● Compiti da svolgere
1) Restituisci parola per parola il tratto del resoconto di vela che va da "FUSE 12-13/05/12 report" fino a "imbarcarsi a Lavagna.".
2) Rispondi alle seguenti domande basandoti sul resoconto di vela.
(a) In quale località c'era gente che voleva imbarcarsi?
(b) A che ora Tex chiede all'autore se è venuto anche lui?
(c) Da quale città era convinto che convenisse passare chi guidava la macchina per andare da Milano a La Spezia?

● Brano di riferimento
+--

FUSE 12-13/05/12 report di vela

QUESTO PICCOLO GRANDE FUSE
Perché si chiamasse “Fuse” l’ho capito subito quando ho visto gente che voleva imbarcarsi a Lavagna.
Il venerdì pomeriggio i primi arrivi, si salutano tutti, già dopo l’aperitivo non si riconoscono più. Perfino Tex, dopo avermi invitato e aver fatto il viaggio in macchina con lui, alle 22 mi fa: “ciao, sei venuto anche tu?”. Gli ho detto: “ti ricordi? sono Renato Trinca, quello che deve fare lo spettacolo di cabaret”,  mi fa: “ah, bene e le ballerine dove sono?” pensava a una cosa tipo Liza Minelli, perché Tex (lo chiamano così perché qualche Fuse fa si è convinto che è un diminutivo di Gianni) è giovane dentro e fuori, son quelli dell’anagrafe che insistono a tenergli i conti. Abbastanza fulminato anche quello che guidava la macchina, Franco Brunello, convinto che per andare a La Spezia da Milano convenisse passare da Rovigo, l’abbiamo assecondato malgrado perfino dal navigatore si è sentito: “ma va che sei proprio un pirla”.

+--

● Insieme di dati
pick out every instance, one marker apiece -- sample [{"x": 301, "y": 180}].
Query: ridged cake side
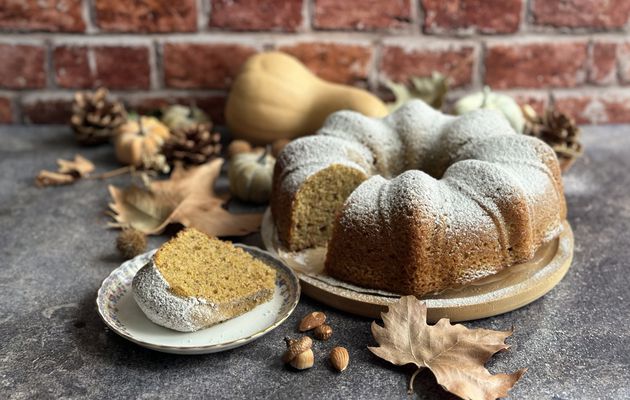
[{"x": 467, "y": 197}]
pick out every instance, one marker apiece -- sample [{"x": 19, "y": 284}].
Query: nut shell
[
  {"x": 312, "y": 321},
  {"x": 277, "y": 146},
  {"x": 296, "y": 347},
  {"x": 304, "y": 360},
  {"x": 323, "y": 332},
  {"x": 339, "y": 358}
]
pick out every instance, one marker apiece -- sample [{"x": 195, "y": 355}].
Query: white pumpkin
[
  {"x": 492, "y": 101},
  {"x": 251, "y": 175}
]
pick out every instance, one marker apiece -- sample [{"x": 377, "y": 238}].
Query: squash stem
[
  {"x": 261, "y": 159},
  {"x": 413, "y": 377},
  {"x": 486, "y": 94}
]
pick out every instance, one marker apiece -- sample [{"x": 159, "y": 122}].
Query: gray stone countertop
[{"x": 55, "y": 251}]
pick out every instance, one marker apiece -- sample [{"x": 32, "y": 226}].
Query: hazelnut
[
  {"x": 312, "y": 321},
  {"x": 237, "y": 147},
  {"x": 323, "y": 332},
  {"x": 339, "y": 358},
  {"x": 299, "y": 354},
  {"x": 277, "y": 146}
]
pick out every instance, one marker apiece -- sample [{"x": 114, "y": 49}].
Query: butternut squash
[{"x": 276, "y": 97}]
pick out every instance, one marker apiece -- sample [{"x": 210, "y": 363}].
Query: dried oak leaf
[
  {"x": 188, "y": 198},
  {"x": 68, "y": 171},
  {"x": 79, "y": 167},
  {"x": 455, "y": 354}
]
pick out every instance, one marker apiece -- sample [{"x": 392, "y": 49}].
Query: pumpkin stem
[
  {"x": 140, "y": 127},
  {"x": 261, "y": 160},
  {"x": 486, "y": 94}
]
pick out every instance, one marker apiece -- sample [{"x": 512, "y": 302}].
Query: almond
[
  {"x": 339, "y": 358},
  {"x": 323, "y": 332},
  {"x": 312, "y": 321}
]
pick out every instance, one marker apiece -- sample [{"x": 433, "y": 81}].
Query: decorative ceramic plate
[
  {"x": 508, "y": 290},
  {"x": 119, "y": 311}
]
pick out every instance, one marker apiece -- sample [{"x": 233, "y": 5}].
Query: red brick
[
  {"x": 535, "y": 65},
  {"x": 612, "y": 107},
  {"x": 342, "y": 63},
  {"x": 72, "y": 69},
  {"x": 212, "y": 104},
  {"x": 49, "y": 111},
  {"x": 361, "y": 14},
  {"x": 122, "y": 67},
  {"x": 115, "y": 67},
  {"x": 537, "y": 101},
  {"x": 623, "y": 57},
  {"x": 146, "y": 15},
  {"x": 22, "y": 66},
  {"x": 602, "y": 64},
  {"x": 581, "y": 13},
  {"x": 255, "y": 15},
  {"x": 34, "y": 15},
  {"x": 6, "y": 111},
  {"x": 399, "y": 64},
  {"x": 213, "y": 66},
  {"x": 487, "y": 16},
  {"x": 577, "y": 106}
]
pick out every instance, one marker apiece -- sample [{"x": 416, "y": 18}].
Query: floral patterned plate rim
[{"x": 118, "y": 309}]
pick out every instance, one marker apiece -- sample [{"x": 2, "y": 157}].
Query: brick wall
[{"x": 575, "y": 53}]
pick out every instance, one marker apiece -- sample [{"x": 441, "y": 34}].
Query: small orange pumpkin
[{"x": 140, "y": 139}]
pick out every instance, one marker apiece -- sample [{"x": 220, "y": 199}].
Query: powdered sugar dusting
[
  {"x": 185, "y": 314},
  {"x": 463, "y": 174}
]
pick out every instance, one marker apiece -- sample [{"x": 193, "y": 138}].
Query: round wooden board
[{"x": 508, "y": 290}]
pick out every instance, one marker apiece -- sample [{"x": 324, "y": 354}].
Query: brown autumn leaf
[
  {"x": 80, "y": 166},
  {"x": 68, "y": 171},
  {"x": 455, "y": 354},
  {"x": 188, "y": 198}
]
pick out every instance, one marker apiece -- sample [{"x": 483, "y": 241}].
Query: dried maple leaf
[
  {"x": 188, "y": 198},
  {"x": 68, "y": 171},
  {"x": 455, "y": 354}
]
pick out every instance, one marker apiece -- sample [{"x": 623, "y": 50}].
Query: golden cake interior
[
  {"x": 197, "y": 265},
  {"x": 318, "y": 202}
]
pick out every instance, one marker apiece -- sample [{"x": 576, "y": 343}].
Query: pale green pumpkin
[
  {"x": 492, "y": 101},
  {"x": 250, "y": 176}
]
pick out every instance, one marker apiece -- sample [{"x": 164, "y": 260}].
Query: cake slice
[{"x": 195, "y": 281}]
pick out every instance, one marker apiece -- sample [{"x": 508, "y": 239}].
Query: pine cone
[
  {"x": 95, "y": 118},
  {"x": 559, "y": 131},
  {"x": 192, "y": 145}
]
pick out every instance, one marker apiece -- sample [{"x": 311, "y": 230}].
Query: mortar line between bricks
[
  {"x": 416, "y": 17},
  {"x": 373, "y": 66},
  {"x": 525, "y": 17},
  {"x": 479, "y": 67},
  {"x": 154, "y": 78},
  {"x": 50, "y": 94},
  {"x": 89, "y": 16},
  {"x": 308, "y": 14},
  {"x": 49, "y": 68},
  {"x": 203, "y": 14},
  {"x": 218, "y": 36}
]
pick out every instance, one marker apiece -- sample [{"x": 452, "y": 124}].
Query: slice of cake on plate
[{"x": 195, "y": 281}]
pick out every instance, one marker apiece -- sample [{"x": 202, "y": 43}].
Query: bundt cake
[{"x": 418, "y": 201}]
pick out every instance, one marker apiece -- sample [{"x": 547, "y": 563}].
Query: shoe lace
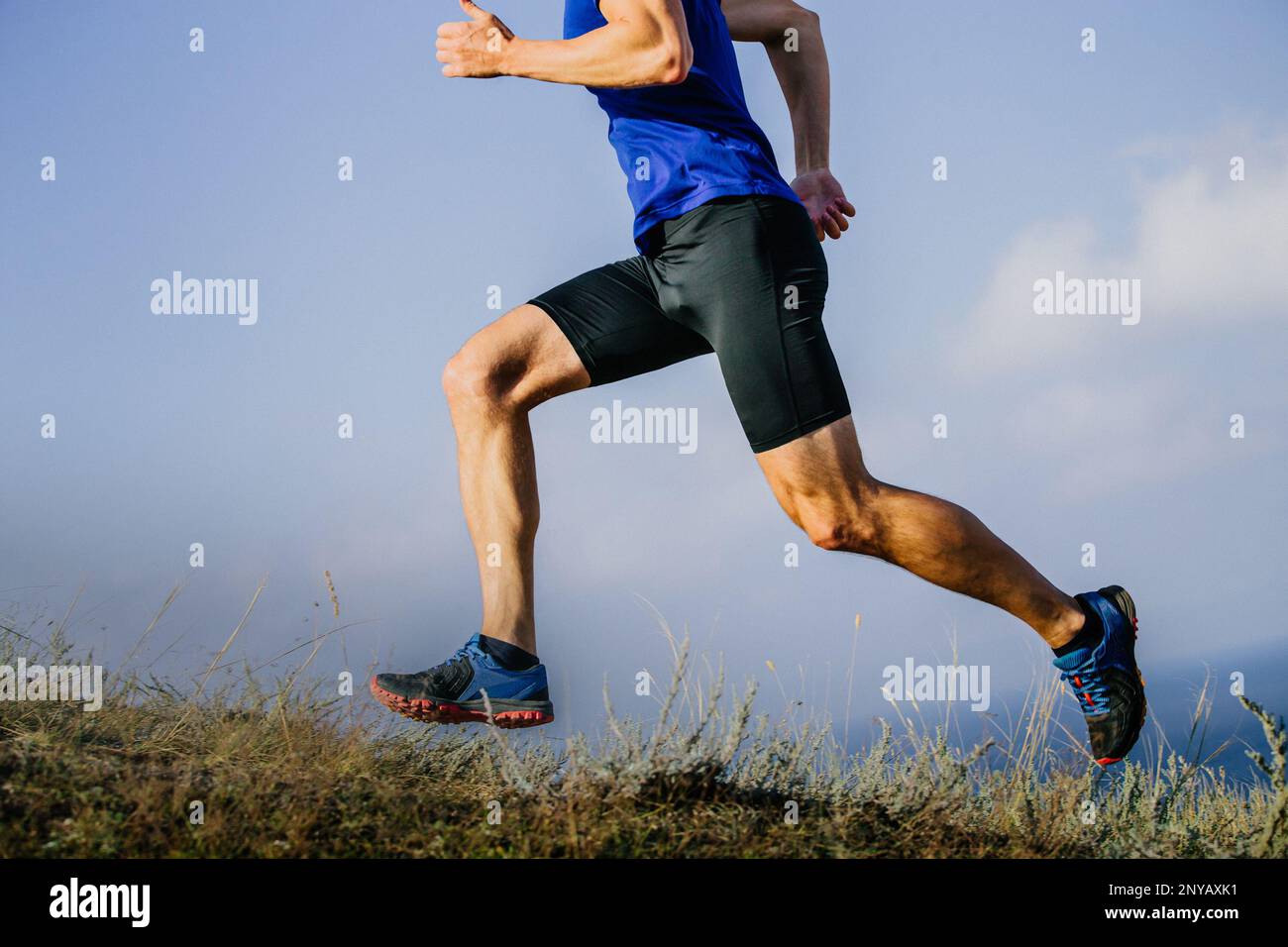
[{"x": 1089, "y": 685}]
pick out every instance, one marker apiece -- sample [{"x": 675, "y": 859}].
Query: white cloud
[{"x": 1210, "y": 253}]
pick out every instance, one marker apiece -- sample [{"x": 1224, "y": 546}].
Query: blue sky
[{"x": 1063, "y": 431}]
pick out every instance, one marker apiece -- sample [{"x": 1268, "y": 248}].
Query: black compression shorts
[{"x": 743, "y": 277}]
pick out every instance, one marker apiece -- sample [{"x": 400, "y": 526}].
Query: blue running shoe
[
  {"x": 452, "y": 692},
  {"x": 1106, "y": 680}
]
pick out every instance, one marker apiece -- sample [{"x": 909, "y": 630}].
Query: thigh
[
  {"x": 751, "y": 278},
  {"x": 612, "y": 318},
  {"x": 522, "y": 357},
  {"x": 823, "y": 468}
]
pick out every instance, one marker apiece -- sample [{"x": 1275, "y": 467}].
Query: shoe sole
[
  {"x": 1125, "y": 603},
  {"x": 426, "y": 710}
]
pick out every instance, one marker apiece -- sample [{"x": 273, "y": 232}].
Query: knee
[{"x": 477, "y": 376}]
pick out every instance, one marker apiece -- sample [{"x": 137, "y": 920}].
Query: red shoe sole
[{"x": 432, "y": 711}]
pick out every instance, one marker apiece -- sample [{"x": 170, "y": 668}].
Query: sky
[{"x": 1061, "y": 429}]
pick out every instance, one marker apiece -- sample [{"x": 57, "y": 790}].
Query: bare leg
[
  {"x": 492, "y": 382},
  {"x": 823, "y": 486}
]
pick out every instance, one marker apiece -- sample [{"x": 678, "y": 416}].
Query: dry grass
[{"x": 291, "y": 771}]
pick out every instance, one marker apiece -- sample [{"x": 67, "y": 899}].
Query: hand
[
  {"x": 824, "y": 200},
  {"x": 477, "y": 48}
]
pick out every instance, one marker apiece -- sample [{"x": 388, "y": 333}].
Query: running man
[{"x": 729, "y": 262}]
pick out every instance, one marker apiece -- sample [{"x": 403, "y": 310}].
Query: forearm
[
  {"x": 805, "y": 78},
  {"x": 623, "y": 54}
]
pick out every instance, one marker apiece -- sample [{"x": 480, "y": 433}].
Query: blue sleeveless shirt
[{"x": 684, "y": 145}]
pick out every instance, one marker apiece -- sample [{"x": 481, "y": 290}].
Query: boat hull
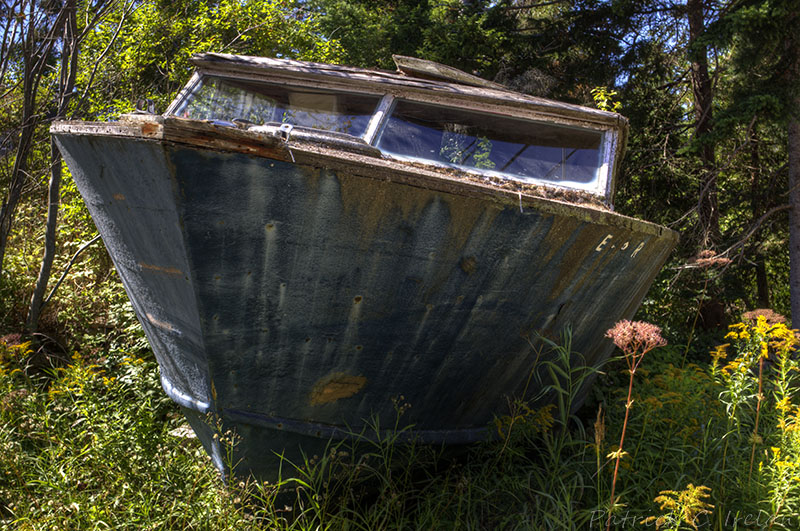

+--

● Risposte
1)
FUSE 12-13/05/12 report di vela

QUESTO PICCOLO GRANDE FUSE
Perché si chiamasse “Fuse” l’ho capito subito quando ho visto gente che voleva imbarcarsi a Lavagna.

2)
(a) A Lavagna.
(b) Alle 22.
(c) Da Rovigo.